-- BEGIN Supplied text --

In order to speed up the financing of on-site renewable energy projects, co-ops could partner with tax equity investors or energy service companies (ESCo) that, in essence, buy the right to the tax credits in exchange for upfront investment in a project. An ESCo is a company that will finance and install an energy system and, as part of the payment for the project, will receive the tax benefits. These partnership structures, in which the tax credits are used by the tax equity investor or the ESCo investing in the project, are helpful to co-ops that wish to benefit from the energy savings but cannot adequately finance the energy saving project. Ownership of the energy projects often remains with the investors until the investment is paid off.

Because of the economic downturn, the tax equity and debt markets became severely limited, and, Congress added, as an alternative to the tax credit, a grant program to allow building owners and companies to own the renewable energy systems – as long as construction had been started by December 31, 2010. The grant (much like a refundable tax credit) equals the amount of the applicable investment tax credit. It provides up to 30 percent of the cost of the development as upfront cash at the beginning of construction. The U.S. Department of the Treasury has issued guidance on how to determine whether a facility will be considered to have started construction by the deadline for the grant. Typically, construction under the guidelines is begun when “physical work of a significant nature” has been undertaken; i.e., when more than five percent of the total cost of the energy installation has been incurred. (As of early December, it is unclear whether the grant program will be extended past its December 31, 2010, expiration date.)

-- END Supplied text --
-- BEGIN Dataset content --

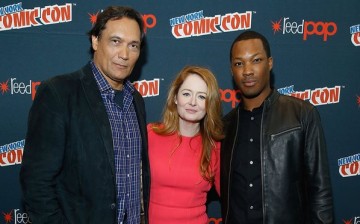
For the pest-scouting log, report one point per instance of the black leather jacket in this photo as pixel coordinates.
(296, 184)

-- END Dataset content --

Tasks:
(a) Please reproduce, word for word, the stretch of the renewable energy financing passage from "In order to" through "is paid off.".
(b) In the renewable energy financing passage, what share of a development's cost can the grant provide as upfront cash?
(c) Write what comes next in the renewable energy financing passage, starting after its final sentence.

Answers:
(a)
In order to speed up the financing of on-site renewable energy projects, co-ops could partner with tax equity investors or energy service companies (ESCo) that, in essence, buy the right to the tax credits in exchange for upfront investment in a project. An ESCo is a company that will finance and install an energy system and, as part of the payment for the project, will receive the tax benefits. These partnership structures, in which the tax credits are used by the tax equity investor or the ESCo investing in the project, are helpful to co-ops that wish to benefit from the energy savings but cannot adequately finance the energy saving project. Ownership of the energy projects often remains with the investors until the investment is paid off.

(b) Up to 30 percent of the cost, paid at the beginning of construction.

(c)
 

Residential Energy Efficiency and Renewable Energy Tax Credits for

Co-ops and Condos

Also expiring at the end of 2010 are tax credits to individuals equal to 30 percent of the amount paid during the taxable year for qualified and manufacturer-certified energy efficiency improvements, including insulation, exterior windows and doors, new heating and ventilation systems, and other improvements. The credit is capped at $1,500 per household. Hopefully, this tax credit will be extended along with the energy investment tax credits discussed earlier. If extended, this tax incentive also may provide a significant opportunity for co-op and condo associations to achieve needed energy efficiency improvements because, under tax rules, the 30 percent tax credit may be taken by an individual shareholder/owner for his/her proportionate share of the cost of such improvements up to the $1,500 maximum.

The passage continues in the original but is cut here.